**Text segment:**
************

I would never want to be in a group that would have someone like me as a member.
I consider those words to live by.
But even I have a breaking point.
I don’t want to leave the English Premier League.
English football – our “soccer” – is both old-world aristocratic and what-have-you-done-for-me-lately meritocratic. As if by divine right, the “Big 6” rule the top British league. Think Manchester United, Liverpool, and Manchester City.
But despite an ordered hierarchy atop, the places at the bottom are constantly churning. The Premier League has built-in relegation, with the bottom three teams annually jettisoned for the top three in the lower league. Remember that time the Zephyrs won the AAA World Series? They would’ve replaced the Marlins or some similar club.
Imagine being an Aint’s fan with relegation. The paper bags might’ve survived longer than the team.
After 13 years of fandom, I might be going down. Burnley is in the relegation danger zone.

************

**Written problem A:** In the piece on Premier League fandom, what happens each year to the bottom three teams?
**Written problem B:** In the piece on Premier League fandom, explain why the writer says, after 13 years of fandom, "I might be going down."
**Written problem C:** Continue the piece on Premier League fandom from the point where it stops.
The material that comes after this text is separate from it.

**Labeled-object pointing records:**
************

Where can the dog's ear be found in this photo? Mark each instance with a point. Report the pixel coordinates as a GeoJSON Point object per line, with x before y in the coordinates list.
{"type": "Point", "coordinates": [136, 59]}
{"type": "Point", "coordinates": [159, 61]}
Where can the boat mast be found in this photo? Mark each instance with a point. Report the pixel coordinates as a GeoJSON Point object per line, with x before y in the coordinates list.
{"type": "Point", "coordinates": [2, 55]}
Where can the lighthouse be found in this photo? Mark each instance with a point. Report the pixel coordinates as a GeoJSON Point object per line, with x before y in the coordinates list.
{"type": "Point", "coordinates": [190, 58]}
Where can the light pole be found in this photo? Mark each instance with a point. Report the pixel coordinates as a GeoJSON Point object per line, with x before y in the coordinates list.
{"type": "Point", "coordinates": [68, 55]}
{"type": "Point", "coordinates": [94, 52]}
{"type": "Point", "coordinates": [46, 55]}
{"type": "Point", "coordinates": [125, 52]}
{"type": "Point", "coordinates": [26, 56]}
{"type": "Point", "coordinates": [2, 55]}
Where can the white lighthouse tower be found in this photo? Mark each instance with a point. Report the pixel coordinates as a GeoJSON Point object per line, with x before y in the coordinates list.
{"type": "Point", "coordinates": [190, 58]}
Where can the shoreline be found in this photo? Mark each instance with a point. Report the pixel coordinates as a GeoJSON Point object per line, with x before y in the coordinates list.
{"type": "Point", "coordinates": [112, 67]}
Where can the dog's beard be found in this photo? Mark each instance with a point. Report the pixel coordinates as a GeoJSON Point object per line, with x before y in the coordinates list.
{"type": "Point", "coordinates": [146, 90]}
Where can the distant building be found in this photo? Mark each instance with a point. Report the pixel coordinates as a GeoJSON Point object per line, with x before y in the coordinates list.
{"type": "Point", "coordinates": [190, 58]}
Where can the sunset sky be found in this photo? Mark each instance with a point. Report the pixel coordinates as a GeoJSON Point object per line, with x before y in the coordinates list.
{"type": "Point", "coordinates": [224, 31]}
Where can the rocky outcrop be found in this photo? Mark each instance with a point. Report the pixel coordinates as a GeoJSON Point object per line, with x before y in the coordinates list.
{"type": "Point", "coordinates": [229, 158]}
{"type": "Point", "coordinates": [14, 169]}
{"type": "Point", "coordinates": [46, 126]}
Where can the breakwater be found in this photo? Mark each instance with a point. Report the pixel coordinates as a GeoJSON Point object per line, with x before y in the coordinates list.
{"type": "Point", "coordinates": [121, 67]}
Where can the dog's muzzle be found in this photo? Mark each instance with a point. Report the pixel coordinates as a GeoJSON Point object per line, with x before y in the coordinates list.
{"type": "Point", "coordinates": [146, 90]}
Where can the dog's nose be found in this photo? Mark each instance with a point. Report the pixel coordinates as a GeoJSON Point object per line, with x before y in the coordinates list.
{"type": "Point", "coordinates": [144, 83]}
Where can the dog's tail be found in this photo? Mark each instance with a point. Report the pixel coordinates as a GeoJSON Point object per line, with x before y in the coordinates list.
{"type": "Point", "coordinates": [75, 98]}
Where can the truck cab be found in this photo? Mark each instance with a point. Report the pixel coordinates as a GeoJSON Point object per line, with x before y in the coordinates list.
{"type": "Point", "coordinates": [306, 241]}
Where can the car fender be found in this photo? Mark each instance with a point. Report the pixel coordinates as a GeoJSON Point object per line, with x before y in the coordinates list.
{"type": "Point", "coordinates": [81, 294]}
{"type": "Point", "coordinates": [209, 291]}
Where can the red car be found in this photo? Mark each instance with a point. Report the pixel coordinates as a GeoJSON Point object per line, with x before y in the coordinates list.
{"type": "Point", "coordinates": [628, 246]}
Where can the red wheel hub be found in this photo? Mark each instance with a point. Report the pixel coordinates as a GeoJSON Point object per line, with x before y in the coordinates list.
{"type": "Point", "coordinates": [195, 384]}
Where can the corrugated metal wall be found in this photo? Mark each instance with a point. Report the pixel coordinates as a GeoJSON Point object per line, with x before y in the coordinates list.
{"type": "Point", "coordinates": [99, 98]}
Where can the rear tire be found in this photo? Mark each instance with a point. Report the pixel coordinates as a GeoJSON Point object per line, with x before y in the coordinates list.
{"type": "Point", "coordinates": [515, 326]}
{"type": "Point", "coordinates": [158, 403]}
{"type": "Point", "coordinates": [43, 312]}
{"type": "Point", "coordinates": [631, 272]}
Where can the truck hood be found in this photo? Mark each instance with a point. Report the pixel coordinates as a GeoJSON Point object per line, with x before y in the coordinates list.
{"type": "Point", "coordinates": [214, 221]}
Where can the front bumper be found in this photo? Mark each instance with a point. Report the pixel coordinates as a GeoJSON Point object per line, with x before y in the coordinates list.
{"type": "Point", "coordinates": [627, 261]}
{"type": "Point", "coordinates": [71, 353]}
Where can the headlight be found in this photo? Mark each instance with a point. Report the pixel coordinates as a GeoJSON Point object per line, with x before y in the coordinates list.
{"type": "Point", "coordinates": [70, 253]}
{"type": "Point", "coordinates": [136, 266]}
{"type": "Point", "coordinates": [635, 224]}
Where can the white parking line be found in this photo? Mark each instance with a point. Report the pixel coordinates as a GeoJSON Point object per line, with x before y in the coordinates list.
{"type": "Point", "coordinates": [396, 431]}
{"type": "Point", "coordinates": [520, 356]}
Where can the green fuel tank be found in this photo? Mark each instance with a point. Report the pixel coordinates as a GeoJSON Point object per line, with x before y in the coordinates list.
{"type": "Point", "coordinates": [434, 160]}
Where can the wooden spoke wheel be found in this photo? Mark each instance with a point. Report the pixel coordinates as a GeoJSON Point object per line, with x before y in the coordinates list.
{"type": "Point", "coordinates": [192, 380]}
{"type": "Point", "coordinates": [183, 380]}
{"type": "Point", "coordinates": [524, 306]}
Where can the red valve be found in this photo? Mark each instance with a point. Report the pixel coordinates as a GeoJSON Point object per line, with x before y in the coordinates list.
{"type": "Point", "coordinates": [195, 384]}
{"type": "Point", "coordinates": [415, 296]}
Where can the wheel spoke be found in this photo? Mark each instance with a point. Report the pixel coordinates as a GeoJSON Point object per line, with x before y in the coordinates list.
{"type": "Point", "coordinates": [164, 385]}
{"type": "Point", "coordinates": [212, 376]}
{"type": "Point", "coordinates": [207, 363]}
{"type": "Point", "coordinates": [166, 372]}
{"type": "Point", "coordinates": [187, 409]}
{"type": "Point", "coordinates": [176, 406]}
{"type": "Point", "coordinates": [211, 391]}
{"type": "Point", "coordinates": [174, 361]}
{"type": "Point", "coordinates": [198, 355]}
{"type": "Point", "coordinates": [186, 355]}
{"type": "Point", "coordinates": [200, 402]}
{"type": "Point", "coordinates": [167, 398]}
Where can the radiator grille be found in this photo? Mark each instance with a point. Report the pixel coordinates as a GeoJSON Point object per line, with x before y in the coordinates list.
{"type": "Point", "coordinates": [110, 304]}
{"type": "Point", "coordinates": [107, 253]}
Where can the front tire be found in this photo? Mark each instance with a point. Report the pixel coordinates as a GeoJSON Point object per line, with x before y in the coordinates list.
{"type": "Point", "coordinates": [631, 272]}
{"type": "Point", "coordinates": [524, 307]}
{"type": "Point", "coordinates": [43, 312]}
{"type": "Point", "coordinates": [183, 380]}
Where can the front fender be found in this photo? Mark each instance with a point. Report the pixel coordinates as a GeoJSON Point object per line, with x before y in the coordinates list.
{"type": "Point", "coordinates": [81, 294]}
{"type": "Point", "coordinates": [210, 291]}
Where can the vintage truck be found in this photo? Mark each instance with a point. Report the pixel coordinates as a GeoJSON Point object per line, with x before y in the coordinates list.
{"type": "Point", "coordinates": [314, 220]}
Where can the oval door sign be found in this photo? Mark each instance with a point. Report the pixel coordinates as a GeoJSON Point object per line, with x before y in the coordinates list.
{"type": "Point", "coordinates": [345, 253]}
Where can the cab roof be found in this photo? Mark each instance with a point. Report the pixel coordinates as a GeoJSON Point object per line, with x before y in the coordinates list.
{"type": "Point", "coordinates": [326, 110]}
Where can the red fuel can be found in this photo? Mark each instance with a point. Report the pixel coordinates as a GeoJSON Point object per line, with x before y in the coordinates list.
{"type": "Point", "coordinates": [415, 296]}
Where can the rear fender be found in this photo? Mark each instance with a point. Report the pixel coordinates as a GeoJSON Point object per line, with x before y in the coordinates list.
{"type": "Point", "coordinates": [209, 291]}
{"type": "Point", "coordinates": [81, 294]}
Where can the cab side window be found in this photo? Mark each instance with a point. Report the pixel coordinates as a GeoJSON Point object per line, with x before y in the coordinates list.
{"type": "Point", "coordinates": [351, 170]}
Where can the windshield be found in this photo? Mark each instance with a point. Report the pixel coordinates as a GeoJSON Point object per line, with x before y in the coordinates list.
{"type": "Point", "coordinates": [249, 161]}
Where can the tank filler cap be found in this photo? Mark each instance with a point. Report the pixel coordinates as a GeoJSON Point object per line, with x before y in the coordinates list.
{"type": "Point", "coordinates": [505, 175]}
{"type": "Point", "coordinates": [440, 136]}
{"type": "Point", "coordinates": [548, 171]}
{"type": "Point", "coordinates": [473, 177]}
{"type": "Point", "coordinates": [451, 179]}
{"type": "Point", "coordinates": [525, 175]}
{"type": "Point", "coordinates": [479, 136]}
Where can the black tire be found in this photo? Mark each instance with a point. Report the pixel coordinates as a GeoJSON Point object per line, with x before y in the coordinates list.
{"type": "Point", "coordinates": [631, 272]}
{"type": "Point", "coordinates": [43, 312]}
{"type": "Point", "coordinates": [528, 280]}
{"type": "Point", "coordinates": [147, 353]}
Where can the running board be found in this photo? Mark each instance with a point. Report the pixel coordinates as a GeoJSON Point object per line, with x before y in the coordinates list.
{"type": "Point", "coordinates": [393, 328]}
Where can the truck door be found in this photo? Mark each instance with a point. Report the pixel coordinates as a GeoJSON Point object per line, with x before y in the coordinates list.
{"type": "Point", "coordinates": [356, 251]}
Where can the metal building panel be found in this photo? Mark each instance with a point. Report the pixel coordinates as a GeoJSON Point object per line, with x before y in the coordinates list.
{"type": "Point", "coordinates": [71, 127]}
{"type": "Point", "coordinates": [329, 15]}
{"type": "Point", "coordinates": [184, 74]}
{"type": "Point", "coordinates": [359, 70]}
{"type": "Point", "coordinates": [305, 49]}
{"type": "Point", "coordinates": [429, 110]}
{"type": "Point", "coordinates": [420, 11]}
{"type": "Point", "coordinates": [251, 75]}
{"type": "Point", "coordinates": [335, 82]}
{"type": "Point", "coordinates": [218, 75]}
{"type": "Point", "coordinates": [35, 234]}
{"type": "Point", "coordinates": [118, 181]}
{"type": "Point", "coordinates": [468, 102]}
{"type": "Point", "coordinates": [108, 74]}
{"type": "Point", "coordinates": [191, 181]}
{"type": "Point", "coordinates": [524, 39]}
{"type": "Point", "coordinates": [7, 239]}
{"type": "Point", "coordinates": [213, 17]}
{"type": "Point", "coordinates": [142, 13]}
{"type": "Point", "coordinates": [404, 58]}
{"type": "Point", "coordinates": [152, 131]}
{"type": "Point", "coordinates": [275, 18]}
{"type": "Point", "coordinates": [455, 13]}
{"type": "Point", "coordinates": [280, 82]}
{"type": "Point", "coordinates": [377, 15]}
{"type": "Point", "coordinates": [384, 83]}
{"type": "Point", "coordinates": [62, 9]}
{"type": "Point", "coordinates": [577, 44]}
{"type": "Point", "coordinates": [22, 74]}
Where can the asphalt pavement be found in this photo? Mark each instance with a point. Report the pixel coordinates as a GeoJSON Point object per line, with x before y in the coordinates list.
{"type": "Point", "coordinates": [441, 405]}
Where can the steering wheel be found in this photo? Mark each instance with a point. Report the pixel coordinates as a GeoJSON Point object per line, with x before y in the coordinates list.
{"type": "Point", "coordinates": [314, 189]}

************

**Result A:** They are relegated and replaced by the top three teams in the lower league.

**Result B:** Burnley, the writer's team, is in the relegation danger zone. The Premier League annually drops its bottom three teams into the lower league, so Burnley could be sent down.

**Result C:**
How I became a fan of a team in a small, industrial, middle-England town is reducible to one word: ignorance.
Attending my first (and only) match at Burnley’s Turf Moor Stadium, I didn’t know how poor the club was (its salary scale is minimum wage to ManU’s Maserati) or how poor the club performed (my trip coincided with Burnley’s first season in the top league in 33 years) or how poor the club played (the ol’ grade school kick-it-straight-and-go-chase-after-it strategy). And I haven’t even mentioned its racial-tinged transfer strategy—or racial-soaked banner campaigns.
But it was a city, on the map, hosting a match. It chose me.
During my four years in Rome, I made a habit of attending an annual Roma soccer match, often choosing to see the Eternal City’s team play their geographic rivals, Lazio. It would be as if Metairie played Jefferson Parish—except with Metairie being a cultural treasure in the hypo.
Just walking into Stadio Olimpico, the shared stadium of Roma and Lazio, fans’ eyes would tear up. Primarily this was because the polizia had been shooting tear gas, but tears are tears.
The passion with every kick, the flares shot at every opportunity, the riot gear deployed for every fan skirmish—those derbys had it all. Except they weren’t in English. And my Italian was never stadium-ready. Come si dice…quello che ho sentito…lo stuff con lo handwaving?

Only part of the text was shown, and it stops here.